Start of Data supplied

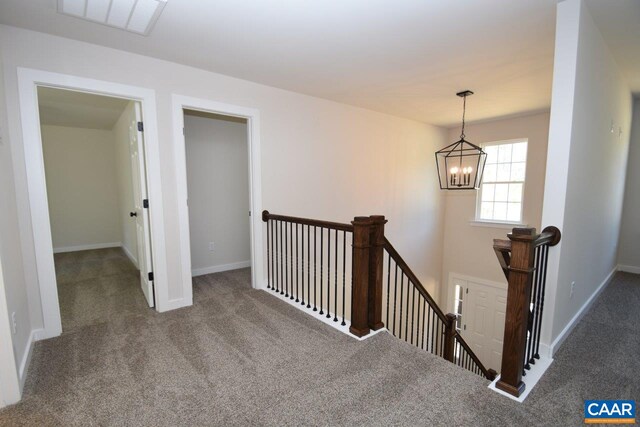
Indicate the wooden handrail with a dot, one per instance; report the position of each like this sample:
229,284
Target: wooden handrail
489,373
266,216
367,267
414,279
550,236
449,320
523,259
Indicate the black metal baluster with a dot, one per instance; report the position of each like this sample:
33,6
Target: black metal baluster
418,322
388,285
335,282
406,323
269,280
315,246
286,256
302,271
530,316
401,299
321,265
432,326
309,266
395,299
543,284
297,257
344,273
328,273
413,309
280,255
536,305
291,255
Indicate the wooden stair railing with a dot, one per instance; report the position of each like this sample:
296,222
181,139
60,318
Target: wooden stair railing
308,263
435,331
523,259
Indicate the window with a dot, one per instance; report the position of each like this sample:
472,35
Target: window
500,195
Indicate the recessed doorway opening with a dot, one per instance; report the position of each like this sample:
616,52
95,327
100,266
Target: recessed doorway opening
95,170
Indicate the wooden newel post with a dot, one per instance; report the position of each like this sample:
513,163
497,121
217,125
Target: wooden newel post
376,240
448,352
360,289
521,271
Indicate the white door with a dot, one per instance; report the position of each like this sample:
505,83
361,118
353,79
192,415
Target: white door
141,204
482,320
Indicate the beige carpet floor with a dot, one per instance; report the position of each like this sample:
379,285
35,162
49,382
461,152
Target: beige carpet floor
241,357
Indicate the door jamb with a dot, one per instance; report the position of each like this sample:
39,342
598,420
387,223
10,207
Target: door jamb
28,81
179,103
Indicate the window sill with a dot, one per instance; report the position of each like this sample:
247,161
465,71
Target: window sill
497,224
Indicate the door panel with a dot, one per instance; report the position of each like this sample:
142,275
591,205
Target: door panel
139,177
483,317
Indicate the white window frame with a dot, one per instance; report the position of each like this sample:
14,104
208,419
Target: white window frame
478,221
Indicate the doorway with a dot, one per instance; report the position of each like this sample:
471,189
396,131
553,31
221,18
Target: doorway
93,148
250,119
28,82
217,165
480,308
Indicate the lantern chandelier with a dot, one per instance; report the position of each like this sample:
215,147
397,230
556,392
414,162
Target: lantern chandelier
461,164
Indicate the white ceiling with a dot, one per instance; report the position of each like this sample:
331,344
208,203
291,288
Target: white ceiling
406,58
76,109
619,23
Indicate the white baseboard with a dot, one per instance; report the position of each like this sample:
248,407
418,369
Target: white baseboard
87,247
555,345
129,255
629,269
26,358
219,268
530,380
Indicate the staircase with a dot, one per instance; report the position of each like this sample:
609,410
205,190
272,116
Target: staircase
350,274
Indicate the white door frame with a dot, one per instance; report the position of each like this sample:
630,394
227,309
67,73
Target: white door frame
179,103
28,81
9,381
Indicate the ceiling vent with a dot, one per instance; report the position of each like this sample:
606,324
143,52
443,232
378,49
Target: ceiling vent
136,16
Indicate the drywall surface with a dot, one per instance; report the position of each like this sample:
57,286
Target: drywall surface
218,191
320,159
586,166
629,249
125,184
80,167
17,295
468,248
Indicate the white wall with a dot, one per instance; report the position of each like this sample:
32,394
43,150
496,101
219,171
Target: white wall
16,293
80,167
629,248
586,166
128,235
319,158
218,186
468,249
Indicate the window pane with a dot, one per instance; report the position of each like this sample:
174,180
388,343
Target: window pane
504,172
517,171
489,173
500,211
504,153
492,153
487,192
519,152
502,192
515,193
486,211
513,212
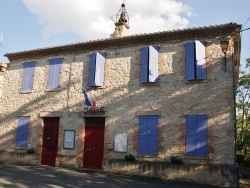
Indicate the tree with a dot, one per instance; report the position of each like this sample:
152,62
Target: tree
243,114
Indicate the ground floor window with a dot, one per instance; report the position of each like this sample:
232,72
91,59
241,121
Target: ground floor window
22,132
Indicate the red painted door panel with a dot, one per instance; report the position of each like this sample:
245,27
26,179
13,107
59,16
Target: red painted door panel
93,145
50,141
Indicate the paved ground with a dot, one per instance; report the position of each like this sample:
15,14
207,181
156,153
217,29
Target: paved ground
54,177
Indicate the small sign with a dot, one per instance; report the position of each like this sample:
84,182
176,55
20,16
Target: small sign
121,142
69,139
97,110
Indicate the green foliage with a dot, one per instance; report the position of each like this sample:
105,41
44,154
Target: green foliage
31,151
176,160
130,158
243,117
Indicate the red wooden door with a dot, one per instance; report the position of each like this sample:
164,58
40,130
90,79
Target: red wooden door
50,141
93,143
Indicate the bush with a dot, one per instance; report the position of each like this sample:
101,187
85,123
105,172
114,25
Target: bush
130,158
176,160
31,151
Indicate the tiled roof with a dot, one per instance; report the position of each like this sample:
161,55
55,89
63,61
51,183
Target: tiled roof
148,38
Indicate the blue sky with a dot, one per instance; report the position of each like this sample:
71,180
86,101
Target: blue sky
31,24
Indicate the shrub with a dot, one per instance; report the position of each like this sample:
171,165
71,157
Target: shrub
176,160
130,158
31,151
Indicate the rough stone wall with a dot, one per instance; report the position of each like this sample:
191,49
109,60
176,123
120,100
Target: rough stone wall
123,97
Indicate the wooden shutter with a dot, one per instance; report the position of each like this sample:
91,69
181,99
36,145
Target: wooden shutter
92,67
144,65
22,132
152,135
200,53
153,64
54,75
28,76
100,65
197,135
190,61
142,135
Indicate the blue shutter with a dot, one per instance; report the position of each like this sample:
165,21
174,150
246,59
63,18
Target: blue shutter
152,135
144,65
99,72
153,64
200,54
22,132
54,75
142,135
191,135
92,67
202,136
190,61
28,76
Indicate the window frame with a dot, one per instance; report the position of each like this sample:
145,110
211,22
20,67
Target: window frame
149,65
27,83
195,61
54,74
22,132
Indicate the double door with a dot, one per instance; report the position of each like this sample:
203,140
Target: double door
93,143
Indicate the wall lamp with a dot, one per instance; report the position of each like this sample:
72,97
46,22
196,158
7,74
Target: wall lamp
224,47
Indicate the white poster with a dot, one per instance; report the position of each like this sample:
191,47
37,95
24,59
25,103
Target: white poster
121,142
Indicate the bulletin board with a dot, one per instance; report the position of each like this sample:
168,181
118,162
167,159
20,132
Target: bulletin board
69,139
121,142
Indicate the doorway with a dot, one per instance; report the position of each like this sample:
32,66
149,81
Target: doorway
93,142
50,140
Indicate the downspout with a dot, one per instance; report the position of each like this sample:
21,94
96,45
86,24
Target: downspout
234,91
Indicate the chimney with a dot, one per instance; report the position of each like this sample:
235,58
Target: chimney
121,23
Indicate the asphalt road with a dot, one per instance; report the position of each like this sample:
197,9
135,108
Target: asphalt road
54,177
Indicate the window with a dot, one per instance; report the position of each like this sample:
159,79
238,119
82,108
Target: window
28,76
54,75
197,135
148,135
195,61
96,69
22,132
149,64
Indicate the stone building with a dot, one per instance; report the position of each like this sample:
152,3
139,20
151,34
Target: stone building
165,98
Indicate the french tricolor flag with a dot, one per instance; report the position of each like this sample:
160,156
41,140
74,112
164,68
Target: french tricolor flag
93,102
86,101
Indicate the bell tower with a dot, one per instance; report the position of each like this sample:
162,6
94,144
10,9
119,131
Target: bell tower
121,23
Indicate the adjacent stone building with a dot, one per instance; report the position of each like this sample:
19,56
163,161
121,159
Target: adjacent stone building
165,98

End of Data supplied

→ **Work required**
Transcribe every line of the records exactly. Pictures do not belong in the copy.

→ **Output of the exercise**
Indicate the wooden handrail with a dot, one per instance; report the position of each like this sample:
229,284
Target: wooden handrail
489,373
266,216
367,267
414,279
550,236
449,320
523,259
Indicate the black metal baluster with a dot, one per instance; report the position of each like this sample:
33,6
Target: black metal baluster
418,322
388,285
335,282
406,323
269,280
315,246
286,256
302,271
530,316
401,299
321,265
432,326
309,266
395,299
543,284
297,257
344,273
328,273
413,309
280,255
536,305
291,255
Indicate the wooden stair railing with a dot, one per instance; report the position of each like this sample:
296,222
181,139
60,318
Target: wooden stair railing
308,263
435,331
523,259
Indicate the window with a dot, one per instance; report the position of each like this sample:
472,35
Target: window
500,195
Indicate the recessed doorway opening with a dot, one per instance; report the position of each like this sample:
616,52
95,327
100,266
Target: recessed doorway opening
95,170
Indicate the wooden newel post with a dot, one per instance; report the position of each like this sample:
513,163
497,121
217,125
Target: wooden newel post
376,240
448,352
360,289
521,271
Indicate the white door with a dot, one per instance; report the position of each like this sample:
505,83
361,118
353,79
192,415
Target: white door
141,204
482,320
Indicate the beige carpet floor with a dot, one per instance; report the position of each like this sample:
379,285
35,162
49,382
461,152
Target: beige carpet floor
241,357
Indicate the door jamb with a dot, one per instance; report the position of each like this sample:
39,342
598,420
387,223
10,207
Target: door jamb
28,81
179,103
Indicate the window sill with a dot, one per instance; report the position of each like this sample:
247,161
465,71
Target: window sill
497,224
Indicate the door panel with a dot, one per instance; report the position of each like this sample:
142,275
591,205
Target: door panel
139,177
483,317
Indicate the white window frame with a dot, one per instance; report the position of each like this sample:
14,104
208,419
Target: white window frame
478,221
Indicate the doorway with a dot, one per instance; report the position of each like this sample:
471,189
396,131
553,31
221,18
Target: doorway
93,148
250,119
28,82
217,165
480,308
Indicate the lantern chandelier with a dot, one per instance; report the position of each like this sample:
215,147
397,230
556,392
414,162
Target: lantern chandelier
461,164
Indicate the white ceiling with a dot, one per instance; report the position of each like this sample:
331,344
208,203
291,288
Target: white ceiling
406,58
76,109
619,23
Indicate the white baseboard with a dot, one per instance; report the position of each like this sample:
248,407
418,369
Target: white baseboard
87,247
555,345
129,255
629,269
26,358
219,268
530,380
Indicate the staircase with a dot, one per instance; report the position of each like this sample:
609,410
205,190
272,116
Target: staircase
350,274
Indicate the white door frame with a dot, one per instance; report the position of each like this sample:
630,394
227,309
67,73
Target: white door frame
179,103
28,81
9,381
Indicate the ceiling vent with a dot, one per instance; report the position of each like this sample:
606,324
143,52
443,232
378,49
Target: ceiling vent
136,16
Indicate the drywall surface with a dot, one per instance; report the position of each like this sample:
57,286
Target: drywall surface
218,191
320,159
586,166
629,249
125,184
80,167
17,295
468,248
Indicate the white wall with a dot, one per instance; report the position of each like this sample:
32,394
43,150
496,101
219,171
Target: white wall
16,293
80,167
629,248
586,166
128,235
319,158
218,186
468,249
Indicate the window pane with a dot, one per instance; report the position of each like this sample:
174,180
388,343
Target: window pane
504,172
517,171
489,173
500,211
504,153
492,153
487,192
519,152
502,192
515,193
486,211
513,212
Indicate the tree with a dot, one per instance; report the position of each like this sample:
152,62
Target: tree
243,114
Indicate the ground floor window with a dot, one per instance; report the position of each like this sample:
232,72
91,59
241,121
Target: ground floor window
22,132
Indicate the red painted door panel with a dot, one per instance; report the position of each like this sample:
245,27
26,179
13,107
59,16
Target: red painted door panel
93,145
50,141
Indicate the paved ground with a dot, one per instance; report the position of each like this sample:
15,14
207,181
156,153
217,29
Target: paved ground
54,177
Indicate the small sign with a dot, one per instance; report the position of each like this sample:
84,182
176,55
20,16
Target: small sign
121,142
69,139
97,110
Indicate the green foliage with a dot, one per instance; report the position of each like this sample:
105,41
44,154
Target: green foliage
31,151
176,160
130,158
243,117
Indicate the red wooden door with a dot, one per instance; report the position of each like this sample:
164,58
40,130
90,79
Target: red wooden door
50,141
93,143
Indicate the bush with a dot, one per instance; report the position of each like this sample:
101,187
85,123
105,172
114,25
Target: bush
130,158
176,160
31,151
Indicate the tiled roof with a dot, one per instance; report the position of each like this sample:
161,55
55,89
63,61
51,183
Target: tiled roof
148,38
Indicate the blue sky with a dot, one per instance; report the position of each like this sample:
71,180
86,101
Target: blue sky
31,24
Indicate the shrub with a dot, one per instance; report the position of each like this sample:
171,165
71,157
Target: shrub
176,160
130,158
31,151
Indicate the rough stone wall with a dot, one per instance; report the position of each like this sample:
191,49
109,60
176,123
120,100
Target: rough stone wall
123,97
Indicate the wooden shutter with a dot, one per instance; report the position of each like this sample:
91,69
181,99
36,145
Target: wooden shutter
92,67
144,65
22,132
152,135
200,53
153,64
54,75
28,76
100,65
197,135
190,61
142,135
Indicate the blue shutter with a dot, one per instance; report the position of each like this sample:
165,21
174,150
246,59
63,18
Target: blue shutter
152,135
144,65
99,72
153,64
200,54
22,132
54,75
142,135
191,135
92,67
202,136
190,61
28,76
Indicate the window frame with a dot, one per instance; report the position of each like this sample:
145,110
211,22
20,67
Target: window frame
149,65
27,83
195,61
54,74
22,132
Indicate the double door with a dot, one per instance; report the position of each like this sample:
203,140
Target: double door
93,143
Indicate the wall lamp with a dot, one per instance; report the position of each like this sample:
72,97
46,22
196,158
7,74
Target: wall lamp
224,47
Indicate the white poster with a dot, one per instance; report the position of each like this sample:
191,47
37,95
24,59
25,103
Target: white poster
121,142
Indicate the bulletin board with a dot, one per instance; report the position of each like this sample:
168,181
118,162
167,159
20,132
Target: bulletin board
69,139
121,142
Indicate the doorway with a dot, one per instance; report the position of each like this sample:
32,66
149,81
Target: doorway
93,142
50,140
Indicate the downspout with a dot, one per instance; report the position of each like this sample:
21,94
96,45
86,24
Target: downspout
234,91
Indicate the chimney with a dot, one per instance; report the position of each like this sample:
235,58
Target: chimney
121,23
Indicate the asphalt road with a dot, one per instance; report the position of each like this sample:
197,9
135,108
Target: asphalt road
54,177
Indicate the window with a dot, one per instance; report the position of each like this sample:
159,79
238,119
82,108
Target: window
28,76
54,75
197,135
148,135
195,61
96,69
22,132
149,64
Indicate the stone building with a dot, one per instance; report the position of each like this sample:
152,3
139,20
151,34
Target: stone building
165,98
Indicate the french tricolor flag with a dot, one per instance; report the position of each like this sample:
160,156
41,140
74,112
164,68
Target: french tricolor flag
93,102
86,101
Indicate the bell tower with a dot, one per instance; report the position of each like this sample:
162,6
94,144
10,9
119,131
Target: bell tower
121,23
Indicate the adjacent stone building with a dot, one per instance; report the position of each like this sample:
19,56
163,161
121,159
Target: adjacent stone building
165,98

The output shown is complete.